[REQUIRED ACTION]:
Answer from the skin flap excerpt below:
(a) What two factors does the survival length of the random part of the flap depend on?
(b) Within how many hours do stored catecholamine transmitters deplete after nerve section?
(c) What does severe sympathetic denervation release?

[EXCERPT TO READ]:
So, vascular design of a local skin flap based on the vascular anatomy can be either – 1) Random, or 2) Axial-pattern (Arterial)

 

Acute Physiologic changes after skin flap elevation

A number of changes detrimental to skin survival occur like:

1. Impairment of vascular supply

The survival length of the random part of the flap depends on the physical properties of the supplying vessels (intra- vascular resistance) and the perfusion pressure (Milton).

 

Fresh flap is both ischemic and viable, depending on the degree of ischemia and the amount of time before recovery of the nutrient blood flow- flap will survive or die (Myers).

 

Ischemia stimulates neovascularization if the recipient site is favorable: 3-7 days- Angiogenesis- 0.2mm/day- 2-5mm

 

There is venous (congestion) and lymphatic outflow obstruction (edema).

 

  1. Nerve section- Both cutaneous (loss of sensation) and sympathetic nerves (denervation hyperadrenergic state). Stored catecholamine transmitters (norepinephrine) deplete in 24-48 hours and blood flow increases. In this period-in the critical areas of the random pattern flap, recovery of the nutrient blood flow may be delayed sufficiently to produce additional necrosis.

 

Severe sympathetic denervation also releases O2 free radicals- inhibit neovascularization.

 

  1. Inflammation (Prostaglandins)- Surgical trauma- inflammatory response.

[INFORMATION PROVIDED]:
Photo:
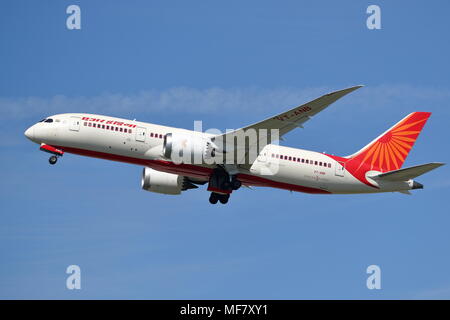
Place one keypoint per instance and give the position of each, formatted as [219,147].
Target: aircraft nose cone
[29,133]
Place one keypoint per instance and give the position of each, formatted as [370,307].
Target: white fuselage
[142,143]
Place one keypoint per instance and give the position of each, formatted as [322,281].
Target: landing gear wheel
[52,160]
[235,184]
[213,198]
[224,198]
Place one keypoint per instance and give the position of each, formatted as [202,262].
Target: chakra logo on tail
[389,151]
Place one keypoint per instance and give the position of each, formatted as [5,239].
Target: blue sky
[227,63]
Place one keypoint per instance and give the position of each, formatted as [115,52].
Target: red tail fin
[389,151]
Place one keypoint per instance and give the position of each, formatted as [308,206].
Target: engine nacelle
[187,148]
[163,182]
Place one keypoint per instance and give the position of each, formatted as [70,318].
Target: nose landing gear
[55,153]
[52,160]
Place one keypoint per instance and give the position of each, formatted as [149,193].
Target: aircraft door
[74,124]
[340,169]
[141,134]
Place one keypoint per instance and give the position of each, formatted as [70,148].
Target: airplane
[375,168]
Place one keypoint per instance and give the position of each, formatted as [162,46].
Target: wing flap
[407,173]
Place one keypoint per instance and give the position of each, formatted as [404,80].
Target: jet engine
[187,148]
[163,182]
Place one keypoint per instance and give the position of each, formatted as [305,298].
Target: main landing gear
[222,185]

[ANSWER SECTION]:
(a) The physical properties of the supplying vessels (intravascular resistance) and the perfusion pressure.
(b) 24-48 hours.
(c) O2 free radicals, which inhibit neovascularization.